_The problem_
Find every line in the records below that contains the word "hand" and copy each of those lines.

_Exercise input_

-------

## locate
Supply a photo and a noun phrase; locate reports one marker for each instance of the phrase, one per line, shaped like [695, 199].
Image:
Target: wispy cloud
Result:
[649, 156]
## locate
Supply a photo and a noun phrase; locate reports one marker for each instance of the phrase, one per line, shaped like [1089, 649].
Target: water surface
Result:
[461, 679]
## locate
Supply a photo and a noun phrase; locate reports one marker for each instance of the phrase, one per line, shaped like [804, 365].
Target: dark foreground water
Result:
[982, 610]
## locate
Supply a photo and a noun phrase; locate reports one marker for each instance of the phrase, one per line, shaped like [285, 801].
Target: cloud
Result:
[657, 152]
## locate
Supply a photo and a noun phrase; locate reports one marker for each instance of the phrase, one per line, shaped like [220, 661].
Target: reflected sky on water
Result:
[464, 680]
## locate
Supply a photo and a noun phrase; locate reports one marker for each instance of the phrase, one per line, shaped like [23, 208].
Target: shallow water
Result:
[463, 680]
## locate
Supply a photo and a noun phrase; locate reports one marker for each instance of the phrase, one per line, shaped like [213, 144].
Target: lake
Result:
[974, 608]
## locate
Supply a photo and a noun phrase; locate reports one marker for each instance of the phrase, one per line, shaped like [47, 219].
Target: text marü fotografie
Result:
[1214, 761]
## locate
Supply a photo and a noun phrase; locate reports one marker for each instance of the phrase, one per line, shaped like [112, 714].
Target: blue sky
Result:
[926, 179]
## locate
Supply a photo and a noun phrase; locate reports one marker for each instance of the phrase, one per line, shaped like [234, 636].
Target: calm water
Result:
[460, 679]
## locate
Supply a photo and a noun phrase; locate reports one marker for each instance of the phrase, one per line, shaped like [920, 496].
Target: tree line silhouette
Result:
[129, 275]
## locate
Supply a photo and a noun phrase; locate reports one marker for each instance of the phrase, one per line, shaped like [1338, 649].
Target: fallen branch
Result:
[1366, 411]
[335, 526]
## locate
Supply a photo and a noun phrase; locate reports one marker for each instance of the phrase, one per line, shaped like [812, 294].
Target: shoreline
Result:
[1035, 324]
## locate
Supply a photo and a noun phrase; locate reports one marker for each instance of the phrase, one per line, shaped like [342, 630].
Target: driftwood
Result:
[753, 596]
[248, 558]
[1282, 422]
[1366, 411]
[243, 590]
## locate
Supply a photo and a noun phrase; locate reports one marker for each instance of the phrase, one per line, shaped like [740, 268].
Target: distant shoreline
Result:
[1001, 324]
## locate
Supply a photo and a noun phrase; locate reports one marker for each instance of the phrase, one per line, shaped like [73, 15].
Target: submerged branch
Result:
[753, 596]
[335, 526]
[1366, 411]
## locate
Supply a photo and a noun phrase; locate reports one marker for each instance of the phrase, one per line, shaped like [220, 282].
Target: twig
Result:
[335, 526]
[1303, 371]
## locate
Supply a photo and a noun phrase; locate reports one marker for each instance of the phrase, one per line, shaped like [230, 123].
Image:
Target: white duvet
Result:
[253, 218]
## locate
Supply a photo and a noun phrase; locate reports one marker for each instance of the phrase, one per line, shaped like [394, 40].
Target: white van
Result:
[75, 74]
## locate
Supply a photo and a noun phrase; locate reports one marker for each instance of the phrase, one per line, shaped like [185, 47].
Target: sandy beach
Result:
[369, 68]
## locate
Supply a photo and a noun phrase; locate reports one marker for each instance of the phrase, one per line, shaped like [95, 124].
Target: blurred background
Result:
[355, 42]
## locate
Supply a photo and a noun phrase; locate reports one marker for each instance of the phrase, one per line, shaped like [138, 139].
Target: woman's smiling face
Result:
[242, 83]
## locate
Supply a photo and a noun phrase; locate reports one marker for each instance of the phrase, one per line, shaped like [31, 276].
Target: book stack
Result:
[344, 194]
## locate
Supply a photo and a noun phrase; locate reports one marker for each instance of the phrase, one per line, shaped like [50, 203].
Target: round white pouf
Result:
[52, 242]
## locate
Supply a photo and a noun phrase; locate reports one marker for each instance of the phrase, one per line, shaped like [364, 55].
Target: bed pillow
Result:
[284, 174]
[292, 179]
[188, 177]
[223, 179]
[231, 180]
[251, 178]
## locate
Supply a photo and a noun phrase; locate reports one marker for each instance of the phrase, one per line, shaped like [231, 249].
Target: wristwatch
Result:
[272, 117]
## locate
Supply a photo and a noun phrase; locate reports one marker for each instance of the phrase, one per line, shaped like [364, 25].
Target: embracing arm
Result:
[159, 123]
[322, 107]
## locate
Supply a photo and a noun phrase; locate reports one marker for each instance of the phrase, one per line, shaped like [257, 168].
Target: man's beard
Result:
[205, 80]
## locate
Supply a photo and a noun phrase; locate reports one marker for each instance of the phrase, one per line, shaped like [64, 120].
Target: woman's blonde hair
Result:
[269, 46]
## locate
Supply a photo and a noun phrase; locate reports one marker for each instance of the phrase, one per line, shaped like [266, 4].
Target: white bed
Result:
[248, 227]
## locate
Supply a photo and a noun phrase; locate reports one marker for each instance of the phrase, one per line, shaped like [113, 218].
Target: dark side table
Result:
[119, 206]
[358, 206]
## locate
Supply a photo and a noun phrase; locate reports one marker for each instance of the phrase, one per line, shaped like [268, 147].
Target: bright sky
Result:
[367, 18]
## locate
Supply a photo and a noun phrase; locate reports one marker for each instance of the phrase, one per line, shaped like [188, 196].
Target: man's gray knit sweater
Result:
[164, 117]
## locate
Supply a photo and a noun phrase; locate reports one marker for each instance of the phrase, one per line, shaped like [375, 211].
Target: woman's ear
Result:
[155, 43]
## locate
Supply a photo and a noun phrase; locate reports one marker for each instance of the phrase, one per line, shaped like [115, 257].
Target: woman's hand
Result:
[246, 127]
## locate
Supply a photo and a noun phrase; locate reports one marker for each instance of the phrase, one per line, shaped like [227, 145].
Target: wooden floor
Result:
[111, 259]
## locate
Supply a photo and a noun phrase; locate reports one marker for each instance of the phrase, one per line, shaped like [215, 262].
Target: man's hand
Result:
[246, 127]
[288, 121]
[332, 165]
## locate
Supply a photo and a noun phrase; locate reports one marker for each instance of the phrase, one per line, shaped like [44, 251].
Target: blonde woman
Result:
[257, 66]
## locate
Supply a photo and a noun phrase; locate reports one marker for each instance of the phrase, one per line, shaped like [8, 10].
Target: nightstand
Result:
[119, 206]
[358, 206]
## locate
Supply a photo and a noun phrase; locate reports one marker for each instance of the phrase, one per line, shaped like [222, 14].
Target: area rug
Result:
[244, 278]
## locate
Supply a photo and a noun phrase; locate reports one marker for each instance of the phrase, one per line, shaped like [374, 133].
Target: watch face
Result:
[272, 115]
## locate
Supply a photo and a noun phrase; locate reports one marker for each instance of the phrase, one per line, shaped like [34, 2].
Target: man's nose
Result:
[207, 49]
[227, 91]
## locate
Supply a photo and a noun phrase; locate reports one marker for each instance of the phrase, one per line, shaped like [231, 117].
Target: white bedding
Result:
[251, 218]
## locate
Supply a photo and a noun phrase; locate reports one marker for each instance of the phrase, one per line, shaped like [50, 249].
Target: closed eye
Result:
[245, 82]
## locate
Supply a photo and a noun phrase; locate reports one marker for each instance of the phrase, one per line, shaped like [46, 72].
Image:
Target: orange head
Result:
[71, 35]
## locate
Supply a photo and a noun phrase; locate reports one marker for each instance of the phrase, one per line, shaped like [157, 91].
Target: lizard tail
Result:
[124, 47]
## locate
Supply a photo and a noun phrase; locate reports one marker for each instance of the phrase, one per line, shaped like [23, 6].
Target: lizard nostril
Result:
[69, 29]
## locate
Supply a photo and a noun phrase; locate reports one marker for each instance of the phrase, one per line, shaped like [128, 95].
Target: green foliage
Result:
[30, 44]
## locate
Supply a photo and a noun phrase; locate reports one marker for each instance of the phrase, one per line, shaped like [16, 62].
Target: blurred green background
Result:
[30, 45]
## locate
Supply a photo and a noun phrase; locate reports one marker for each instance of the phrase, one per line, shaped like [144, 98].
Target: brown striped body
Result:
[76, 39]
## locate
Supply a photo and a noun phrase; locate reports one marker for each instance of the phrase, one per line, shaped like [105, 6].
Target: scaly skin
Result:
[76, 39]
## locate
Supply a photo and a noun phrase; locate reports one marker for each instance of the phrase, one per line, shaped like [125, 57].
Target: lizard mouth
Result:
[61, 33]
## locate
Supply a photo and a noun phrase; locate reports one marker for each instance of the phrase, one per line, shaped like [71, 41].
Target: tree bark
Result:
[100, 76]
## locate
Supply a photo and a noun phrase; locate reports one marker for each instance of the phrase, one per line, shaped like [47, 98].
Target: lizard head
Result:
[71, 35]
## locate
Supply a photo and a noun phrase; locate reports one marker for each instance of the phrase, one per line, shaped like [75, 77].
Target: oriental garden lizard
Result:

-------

_Solved problem_
Target: woman's hand
Target: man's hand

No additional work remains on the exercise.